"""

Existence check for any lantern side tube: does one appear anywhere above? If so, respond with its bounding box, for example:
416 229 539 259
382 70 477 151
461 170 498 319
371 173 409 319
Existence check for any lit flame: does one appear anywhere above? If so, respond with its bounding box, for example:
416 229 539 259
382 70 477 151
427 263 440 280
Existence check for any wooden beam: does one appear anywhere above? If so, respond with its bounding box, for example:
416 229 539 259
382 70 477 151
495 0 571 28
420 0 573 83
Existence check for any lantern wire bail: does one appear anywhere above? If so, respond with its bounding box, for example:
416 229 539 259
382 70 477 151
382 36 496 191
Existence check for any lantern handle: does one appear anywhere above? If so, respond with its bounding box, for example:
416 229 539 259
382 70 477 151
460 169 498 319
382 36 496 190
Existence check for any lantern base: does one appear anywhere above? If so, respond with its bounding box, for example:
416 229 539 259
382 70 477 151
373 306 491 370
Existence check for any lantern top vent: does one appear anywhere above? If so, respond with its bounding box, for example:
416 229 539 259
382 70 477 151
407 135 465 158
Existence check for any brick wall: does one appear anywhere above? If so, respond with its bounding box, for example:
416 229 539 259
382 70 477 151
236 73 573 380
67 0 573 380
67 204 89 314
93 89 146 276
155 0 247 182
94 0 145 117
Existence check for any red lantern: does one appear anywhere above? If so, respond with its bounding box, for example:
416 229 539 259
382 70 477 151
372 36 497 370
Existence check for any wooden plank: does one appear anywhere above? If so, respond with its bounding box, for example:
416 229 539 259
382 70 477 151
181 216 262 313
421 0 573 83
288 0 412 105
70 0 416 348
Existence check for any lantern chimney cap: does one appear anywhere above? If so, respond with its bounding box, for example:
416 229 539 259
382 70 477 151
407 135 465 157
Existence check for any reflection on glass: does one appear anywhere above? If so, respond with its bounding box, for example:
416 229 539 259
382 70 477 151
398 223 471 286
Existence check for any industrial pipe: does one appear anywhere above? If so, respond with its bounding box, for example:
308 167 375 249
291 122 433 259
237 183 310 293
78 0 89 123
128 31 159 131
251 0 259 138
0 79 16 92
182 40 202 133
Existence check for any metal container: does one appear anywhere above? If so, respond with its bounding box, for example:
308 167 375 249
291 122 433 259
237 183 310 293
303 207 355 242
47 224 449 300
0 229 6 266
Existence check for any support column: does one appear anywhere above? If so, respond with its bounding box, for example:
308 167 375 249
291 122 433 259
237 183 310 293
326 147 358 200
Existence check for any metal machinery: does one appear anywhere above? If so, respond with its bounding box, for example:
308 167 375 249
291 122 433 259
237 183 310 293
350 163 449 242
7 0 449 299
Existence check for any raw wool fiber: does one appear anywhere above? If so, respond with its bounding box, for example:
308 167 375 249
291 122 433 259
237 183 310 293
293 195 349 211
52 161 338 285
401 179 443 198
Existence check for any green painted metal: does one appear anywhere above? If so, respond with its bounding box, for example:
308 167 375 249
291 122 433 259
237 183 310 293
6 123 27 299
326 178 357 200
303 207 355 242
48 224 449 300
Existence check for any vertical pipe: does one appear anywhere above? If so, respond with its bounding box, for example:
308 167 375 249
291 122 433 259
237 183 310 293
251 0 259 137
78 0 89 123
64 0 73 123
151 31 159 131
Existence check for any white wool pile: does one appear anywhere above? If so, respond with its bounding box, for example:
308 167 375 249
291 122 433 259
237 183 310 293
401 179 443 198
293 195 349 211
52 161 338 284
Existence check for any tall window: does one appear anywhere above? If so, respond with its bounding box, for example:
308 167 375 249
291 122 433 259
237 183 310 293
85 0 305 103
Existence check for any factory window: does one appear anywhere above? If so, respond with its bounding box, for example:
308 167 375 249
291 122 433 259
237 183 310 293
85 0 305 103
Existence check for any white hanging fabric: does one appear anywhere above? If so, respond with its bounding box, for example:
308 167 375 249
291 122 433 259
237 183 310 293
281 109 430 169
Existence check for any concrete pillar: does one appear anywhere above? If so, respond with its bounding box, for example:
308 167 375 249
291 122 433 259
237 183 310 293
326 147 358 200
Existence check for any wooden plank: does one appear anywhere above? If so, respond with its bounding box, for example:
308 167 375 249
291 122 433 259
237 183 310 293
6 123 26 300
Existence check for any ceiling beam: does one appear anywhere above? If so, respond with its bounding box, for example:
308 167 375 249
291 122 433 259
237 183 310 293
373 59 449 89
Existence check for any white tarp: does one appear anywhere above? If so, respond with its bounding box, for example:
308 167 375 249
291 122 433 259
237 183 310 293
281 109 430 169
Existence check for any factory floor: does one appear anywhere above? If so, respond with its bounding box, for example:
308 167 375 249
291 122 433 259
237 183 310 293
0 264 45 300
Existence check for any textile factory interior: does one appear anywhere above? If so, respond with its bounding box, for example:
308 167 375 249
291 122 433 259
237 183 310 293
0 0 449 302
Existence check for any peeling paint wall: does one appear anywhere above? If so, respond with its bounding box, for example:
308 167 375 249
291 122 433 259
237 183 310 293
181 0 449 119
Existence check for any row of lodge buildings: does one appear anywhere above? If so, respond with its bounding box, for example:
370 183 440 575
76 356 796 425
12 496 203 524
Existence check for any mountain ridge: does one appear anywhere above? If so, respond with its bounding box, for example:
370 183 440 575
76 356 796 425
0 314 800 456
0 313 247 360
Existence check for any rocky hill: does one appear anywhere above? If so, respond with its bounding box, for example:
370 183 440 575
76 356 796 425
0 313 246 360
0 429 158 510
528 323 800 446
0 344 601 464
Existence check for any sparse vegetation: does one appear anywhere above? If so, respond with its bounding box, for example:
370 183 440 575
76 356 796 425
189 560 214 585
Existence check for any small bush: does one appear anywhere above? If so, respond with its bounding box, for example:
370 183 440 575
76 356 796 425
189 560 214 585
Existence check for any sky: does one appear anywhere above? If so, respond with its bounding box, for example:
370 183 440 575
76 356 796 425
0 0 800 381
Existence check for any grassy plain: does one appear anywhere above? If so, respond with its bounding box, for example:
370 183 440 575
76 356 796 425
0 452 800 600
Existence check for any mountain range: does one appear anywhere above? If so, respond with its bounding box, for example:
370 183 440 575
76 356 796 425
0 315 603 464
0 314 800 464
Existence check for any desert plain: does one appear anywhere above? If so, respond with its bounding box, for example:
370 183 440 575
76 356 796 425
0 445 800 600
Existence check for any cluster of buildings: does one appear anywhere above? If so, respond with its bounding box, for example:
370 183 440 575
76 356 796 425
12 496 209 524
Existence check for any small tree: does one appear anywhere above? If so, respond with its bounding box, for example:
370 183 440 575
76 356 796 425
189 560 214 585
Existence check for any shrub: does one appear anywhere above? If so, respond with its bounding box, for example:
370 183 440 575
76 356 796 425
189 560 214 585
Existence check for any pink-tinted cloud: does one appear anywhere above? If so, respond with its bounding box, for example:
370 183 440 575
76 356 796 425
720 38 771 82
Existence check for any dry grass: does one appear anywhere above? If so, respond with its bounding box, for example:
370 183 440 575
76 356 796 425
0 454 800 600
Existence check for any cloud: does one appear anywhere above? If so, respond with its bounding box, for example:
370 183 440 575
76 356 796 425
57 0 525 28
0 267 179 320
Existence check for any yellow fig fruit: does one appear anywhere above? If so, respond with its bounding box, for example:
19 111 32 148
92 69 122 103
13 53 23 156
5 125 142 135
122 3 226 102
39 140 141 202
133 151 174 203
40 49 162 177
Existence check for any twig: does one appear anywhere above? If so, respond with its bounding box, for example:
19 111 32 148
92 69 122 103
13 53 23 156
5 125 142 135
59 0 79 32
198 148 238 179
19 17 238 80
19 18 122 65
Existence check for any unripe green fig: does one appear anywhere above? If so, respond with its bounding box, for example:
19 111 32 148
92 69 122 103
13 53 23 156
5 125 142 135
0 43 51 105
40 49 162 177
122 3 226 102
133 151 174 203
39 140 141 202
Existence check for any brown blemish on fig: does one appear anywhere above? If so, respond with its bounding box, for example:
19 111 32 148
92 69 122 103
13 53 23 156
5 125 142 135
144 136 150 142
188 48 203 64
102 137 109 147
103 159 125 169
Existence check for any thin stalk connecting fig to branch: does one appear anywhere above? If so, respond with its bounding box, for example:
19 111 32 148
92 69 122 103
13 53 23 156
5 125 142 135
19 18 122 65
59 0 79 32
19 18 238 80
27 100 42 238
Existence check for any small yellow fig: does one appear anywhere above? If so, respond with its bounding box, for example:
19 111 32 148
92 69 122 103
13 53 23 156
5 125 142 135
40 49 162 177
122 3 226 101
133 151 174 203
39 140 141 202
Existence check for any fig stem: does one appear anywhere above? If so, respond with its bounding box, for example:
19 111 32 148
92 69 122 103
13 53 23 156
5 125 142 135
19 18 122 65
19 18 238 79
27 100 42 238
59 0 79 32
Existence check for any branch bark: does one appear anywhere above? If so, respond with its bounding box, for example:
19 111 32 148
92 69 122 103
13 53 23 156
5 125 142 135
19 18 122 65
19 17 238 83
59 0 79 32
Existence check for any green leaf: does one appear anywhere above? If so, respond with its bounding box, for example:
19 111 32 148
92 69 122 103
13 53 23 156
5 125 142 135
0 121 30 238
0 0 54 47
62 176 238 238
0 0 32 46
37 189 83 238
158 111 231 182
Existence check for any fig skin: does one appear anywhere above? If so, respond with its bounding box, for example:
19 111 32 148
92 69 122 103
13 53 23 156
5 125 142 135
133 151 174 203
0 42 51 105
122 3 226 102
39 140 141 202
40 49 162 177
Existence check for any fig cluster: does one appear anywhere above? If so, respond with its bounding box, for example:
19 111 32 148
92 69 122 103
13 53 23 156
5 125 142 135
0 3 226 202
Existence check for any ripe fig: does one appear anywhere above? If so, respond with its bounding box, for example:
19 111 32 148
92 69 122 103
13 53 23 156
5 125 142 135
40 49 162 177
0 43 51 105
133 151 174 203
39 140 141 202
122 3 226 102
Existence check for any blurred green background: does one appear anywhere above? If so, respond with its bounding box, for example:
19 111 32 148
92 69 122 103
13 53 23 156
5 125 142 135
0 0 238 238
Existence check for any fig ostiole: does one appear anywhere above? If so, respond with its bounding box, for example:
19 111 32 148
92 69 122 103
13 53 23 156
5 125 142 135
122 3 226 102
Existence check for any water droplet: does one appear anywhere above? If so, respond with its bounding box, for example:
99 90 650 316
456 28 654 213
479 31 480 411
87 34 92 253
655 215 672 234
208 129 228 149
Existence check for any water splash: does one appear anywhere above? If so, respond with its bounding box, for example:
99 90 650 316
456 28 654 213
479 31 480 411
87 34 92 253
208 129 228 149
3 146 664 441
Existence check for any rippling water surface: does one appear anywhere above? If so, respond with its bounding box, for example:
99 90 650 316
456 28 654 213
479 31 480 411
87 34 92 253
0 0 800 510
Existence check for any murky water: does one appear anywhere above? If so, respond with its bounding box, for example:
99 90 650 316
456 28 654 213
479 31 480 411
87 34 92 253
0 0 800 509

"""

> _Directions_:
Update the listing from the line containing "Existence check for any water splash: does" down to the end, replacing "murky water" with "cloudy water" and changing nothing else. Return only those lines.

> _Written solution_:
Existence check for any water splash: does one appear anywhere above? If so, respond with its bounding box, for example:
99 90 650 316
456 28 654 213
479 31 480 411
87 34 92 253
208 129 228 149
3 146 664 441
Existence check for any rippling water surface: does one appear anywhere above? If so, respond with its bounding box, for example:
99 90 650 316
456 28 654 213
479 31 480 411
87 34 92 253
0 0 800 510
Existence check for any cloudy water: does one appear anywhere above? If so, respond with its bounding box, for example:
99 90 650 316
456 28 654 213
479 31 480 411
87 34 92 253
0 0 800 509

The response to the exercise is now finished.